[Records of labeled boxes]
+ + + + + + +

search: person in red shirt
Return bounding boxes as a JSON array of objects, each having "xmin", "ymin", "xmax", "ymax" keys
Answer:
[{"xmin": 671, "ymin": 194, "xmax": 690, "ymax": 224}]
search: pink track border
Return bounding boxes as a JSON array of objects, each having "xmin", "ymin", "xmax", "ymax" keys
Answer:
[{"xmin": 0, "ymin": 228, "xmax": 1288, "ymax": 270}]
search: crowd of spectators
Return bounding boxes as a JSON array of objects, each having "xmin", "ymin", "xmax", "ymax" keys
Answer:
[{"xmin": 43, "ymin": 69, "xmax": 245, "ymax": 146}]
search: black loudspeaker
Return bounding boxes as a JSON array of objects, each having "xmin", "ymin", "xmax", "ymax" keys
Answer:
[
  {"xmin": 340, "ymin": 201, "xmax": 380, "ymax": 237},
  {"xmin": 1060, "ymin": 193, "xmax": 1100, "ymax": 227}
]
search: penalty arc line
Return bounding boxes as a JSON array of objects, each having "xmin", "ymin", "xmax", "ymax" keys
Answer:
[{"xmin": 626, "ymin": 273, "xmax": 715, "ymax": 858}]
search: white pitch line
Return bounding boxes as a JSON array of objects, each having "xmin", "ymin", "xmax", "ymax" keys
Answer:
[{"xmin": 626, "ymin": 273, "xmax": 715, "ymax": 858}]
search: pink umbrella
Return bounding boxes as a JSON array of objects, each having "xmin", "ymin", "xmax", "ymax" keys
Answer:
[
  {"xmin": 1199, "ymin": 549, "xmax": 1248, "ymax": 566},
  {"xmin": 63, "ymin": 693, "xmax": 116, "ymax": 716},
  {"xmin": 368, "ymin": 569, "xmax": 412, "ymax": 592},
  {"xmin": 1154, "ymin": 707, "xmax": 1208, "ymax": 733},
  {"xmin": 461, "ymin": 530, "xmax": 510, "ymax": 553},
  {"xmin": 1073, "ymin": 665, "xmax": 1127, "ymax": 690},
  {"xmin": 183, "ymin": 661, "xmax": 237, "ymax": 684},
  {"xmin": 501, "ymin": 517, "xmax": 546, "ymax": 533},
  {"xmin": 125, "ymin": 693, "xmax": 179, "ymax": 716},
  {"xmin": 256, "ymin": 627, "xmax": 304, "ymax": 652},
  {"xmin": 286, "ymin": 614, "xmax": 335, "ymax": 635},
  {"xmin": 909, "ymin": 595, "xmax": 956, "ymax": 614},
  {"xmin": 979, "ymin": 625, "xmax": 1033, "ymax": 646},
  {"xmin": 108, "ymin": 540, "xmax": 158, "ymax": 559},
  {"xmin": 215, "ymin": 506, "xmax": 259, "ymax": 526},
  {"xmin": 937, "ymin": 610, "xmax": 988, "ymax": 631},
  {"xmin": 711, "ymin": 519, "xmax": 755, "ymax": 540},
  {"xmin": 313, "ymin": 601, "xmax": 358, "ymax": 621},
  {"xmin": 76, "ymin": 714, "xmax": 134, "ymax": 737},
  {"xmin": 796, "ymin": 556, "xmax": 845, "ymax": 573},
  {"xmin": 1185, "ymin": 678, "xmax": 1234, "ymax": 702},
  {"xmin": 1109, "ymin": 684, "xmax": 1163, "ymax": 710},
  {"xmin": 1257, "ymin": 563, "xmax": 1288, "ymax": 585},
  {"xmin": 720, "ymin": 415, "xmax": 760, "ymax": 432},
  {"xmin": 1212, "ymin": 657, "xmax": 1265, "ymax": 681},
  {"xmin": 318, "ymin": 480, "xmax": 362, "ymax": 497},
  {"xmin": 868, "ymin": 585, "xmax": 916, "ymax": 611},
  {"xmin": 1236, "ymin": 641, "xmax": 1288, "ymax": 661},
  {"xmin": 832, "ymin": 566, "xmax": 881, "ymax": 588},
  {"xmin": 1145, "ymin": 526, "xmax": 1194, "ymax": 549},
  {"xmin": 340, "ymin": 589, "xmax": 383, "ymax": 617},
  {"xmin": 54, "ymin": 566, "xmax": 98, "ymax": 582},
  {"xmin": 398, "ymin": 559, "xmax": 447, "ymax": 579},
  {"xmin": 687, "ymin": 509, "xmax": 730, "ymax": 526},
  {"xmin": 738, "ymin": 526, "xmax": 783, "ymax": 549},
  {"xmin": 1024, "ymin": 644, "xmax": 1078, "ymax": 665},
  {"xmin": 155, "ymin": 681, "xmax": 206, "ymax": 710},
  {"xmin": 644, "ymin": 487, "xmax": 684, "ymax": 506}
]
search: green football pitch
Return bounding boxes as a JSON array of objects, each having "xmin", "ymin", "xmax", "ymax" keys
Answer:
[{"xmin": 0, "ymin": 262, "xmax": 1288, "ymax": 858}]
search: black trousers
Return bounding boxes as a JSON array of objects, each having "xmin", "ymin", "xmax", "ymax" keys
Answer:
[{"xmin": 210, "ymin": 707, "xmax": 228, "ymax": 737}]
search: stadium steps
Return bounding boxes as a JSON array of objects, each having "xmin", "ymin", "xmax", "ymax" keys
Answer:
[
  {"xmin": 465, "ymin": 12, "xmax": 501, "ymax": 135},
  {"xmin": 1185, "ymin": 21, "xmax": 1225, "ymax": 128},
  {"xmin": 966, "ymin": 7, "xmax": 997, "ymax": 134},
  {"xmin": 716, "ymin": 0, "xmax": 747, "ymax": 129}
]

+ + + + + + +

• Task details:
Please format the data above, starting at the line that contains "search: stadium steps" and running through the end of the data, as a JSON list of strings with one string per line and blank lines omitted.

• Task result:
[
  "search: stadium steps",
  "Return bounding boxes as a JSON array of objects, each having \"xmin\", \"ymin\", \"xmax\", \"ymax\" keys",
  "Answer:",
  "[",
  "  {\"xmin\": 465, \"ymin\": 12, \"xmax\": 501, \"ymax\": 135},",
  "  {\"xmin\": 1185, \"ymin\": 21, \"xmax\": 1225, \"ymax\": 128},",
  "  {\"xmin\": 966, \"ymin\": 7, \"xmax\": 997, \"ymax\": 134},",
  "  {\"xmin\": 716, \"ymin\": 0, \"xmax\": 747, \"ymax\": 129}",
  "]"
]